Top of EXERCISE DATA

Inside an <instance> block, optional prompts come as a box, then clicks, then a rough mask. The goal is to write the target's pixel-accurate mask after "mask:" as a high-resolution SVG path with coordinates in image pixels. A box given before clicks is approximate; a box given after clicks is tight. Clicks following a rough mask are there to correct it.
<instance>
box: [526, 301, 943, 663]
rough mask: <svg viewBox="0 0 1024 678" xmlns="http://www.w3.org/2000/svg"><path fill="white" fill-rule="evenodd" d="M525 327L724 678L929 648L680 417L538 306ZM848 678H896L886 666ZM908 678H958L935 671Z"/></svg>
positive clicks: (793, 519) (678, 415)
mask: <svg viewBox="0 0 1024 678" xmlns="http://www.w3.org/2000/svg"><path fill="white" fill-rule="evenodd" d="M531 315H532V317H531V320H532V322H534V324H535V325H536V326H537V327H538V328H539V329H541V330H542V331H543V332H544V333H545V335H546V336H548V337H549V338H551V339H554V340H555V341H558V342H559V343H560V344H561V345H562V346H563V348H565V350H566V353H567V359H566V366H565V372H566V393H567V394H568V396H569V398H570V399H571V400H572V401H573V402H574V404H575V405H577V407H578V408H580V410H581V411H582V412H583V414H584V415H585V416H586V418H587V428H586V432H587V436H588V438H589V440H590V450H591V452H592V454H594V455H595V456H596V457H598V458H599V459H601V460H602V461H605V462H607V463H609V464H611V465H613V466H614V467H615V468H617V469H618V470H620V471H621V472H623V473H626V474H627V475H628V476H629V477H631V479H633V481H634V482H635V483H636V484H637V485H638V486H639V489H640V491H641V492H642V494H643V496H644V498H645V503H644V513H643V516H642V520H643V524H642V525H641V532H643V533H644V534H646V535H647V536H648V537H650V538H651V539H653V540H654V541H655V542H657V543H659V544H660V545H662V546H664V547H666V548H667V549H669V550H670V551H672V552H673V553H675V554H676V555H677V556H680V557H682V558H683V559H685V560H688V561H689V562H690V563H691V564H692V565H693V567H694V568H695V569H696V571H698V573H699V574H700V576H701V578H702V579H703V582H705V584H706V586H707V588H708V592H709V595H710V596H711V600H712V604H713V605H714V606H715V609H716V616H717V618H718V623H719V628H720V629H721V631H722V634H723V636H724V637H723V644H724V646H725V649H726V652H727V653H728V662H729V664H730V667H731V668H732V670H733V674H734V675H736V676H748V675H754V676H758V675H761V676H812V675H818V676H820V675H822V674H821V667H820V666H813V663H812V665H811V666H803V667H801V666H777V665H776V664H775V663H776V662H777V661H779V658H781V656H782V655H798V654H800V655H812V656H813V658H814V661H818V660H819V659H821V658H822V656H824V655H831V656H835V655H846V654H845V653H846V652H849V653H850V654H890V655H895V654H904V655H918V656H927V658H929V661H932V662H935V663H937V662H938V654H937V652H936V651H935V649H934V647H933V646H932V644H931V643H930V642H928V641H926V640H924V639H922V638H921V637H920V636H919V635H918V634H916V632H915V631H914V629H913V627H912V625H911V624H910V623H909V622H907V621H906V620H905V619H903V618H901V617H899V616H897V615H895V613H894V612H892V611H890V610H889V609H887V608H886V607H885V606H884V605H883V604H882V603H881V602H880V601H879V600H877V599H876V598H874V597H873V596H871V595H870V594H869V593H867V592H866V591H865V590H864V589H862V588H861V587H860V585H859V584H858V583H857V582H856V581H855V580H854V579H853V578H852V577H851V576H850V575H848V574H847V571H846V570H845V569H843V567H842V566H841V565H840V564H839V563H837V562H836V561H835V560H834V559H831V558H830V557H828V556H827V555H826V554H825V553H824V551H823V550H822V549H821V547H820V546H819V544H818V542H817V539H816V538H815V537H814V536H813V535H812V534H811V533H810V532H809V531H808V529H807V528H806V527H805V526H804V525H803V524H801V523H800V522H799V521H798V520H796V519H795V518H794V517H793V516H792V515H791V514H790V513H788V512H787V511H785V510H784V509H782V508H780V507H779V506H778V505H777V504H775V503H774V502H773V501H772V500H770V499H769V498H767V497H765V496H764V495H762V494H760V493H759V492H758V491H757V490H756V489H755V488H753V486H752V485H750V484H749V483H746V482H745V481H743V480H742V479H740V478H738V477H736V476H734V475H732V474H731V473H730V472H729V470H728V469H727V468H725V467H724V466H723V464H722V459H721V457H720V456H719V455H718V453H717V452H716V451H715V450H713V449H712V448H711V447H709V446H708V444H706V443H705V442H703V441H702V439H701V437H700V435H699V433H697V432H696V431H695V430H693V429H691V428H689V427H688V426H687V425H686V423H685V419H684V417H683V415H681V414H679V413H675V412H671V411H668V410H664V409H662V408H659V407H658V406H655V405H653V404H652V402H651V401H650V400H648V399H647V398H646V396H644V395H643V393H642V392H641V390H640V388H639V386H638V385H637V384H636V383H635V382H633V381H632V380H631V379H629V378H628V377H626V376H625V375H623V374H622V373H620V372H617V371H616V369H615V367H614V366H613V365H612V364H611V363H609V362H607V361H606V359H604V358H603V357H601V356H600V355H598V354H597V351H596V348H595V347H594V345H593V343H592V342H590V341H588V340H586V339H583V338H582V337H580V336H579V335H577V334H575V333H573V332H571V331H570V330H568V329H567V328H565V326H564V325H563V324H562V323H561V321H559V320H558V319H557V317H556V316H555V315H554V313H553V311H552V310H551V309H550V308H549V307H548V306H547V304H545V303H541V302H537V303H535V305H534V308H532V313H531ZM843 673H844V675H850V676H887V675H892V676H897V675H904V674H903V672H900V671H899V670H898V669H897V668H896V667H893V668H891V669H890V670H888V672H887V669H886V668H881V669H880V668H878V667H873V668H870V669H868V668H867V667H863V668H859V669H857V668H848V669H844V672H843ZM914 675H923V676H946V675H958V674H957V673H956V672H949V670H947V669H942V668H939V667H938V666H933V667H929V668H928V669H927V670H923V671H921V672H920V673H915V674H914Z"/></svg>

Bottom of EXERCISE DATA

* **TASK TO COMPLETE**
Put the data from its first line through the line containing "box: [526, 301, 943, 663]", both included, into a numbered list, skipping any blank lines.

* **REPLY**
1. Inside an <instance> block, optional prompts come as a box, then clicks, then a rough mask. The goal is to write the target's pixel-accurate mask after "mask:" as a high-resolution SVG path with coordinates in image pixels. A box given before clicks is approximate; a box given after clicks is tight. Clicks following a rough mask are there to correct it.
2. <instance>
3. box: [526, 301, 943, 663]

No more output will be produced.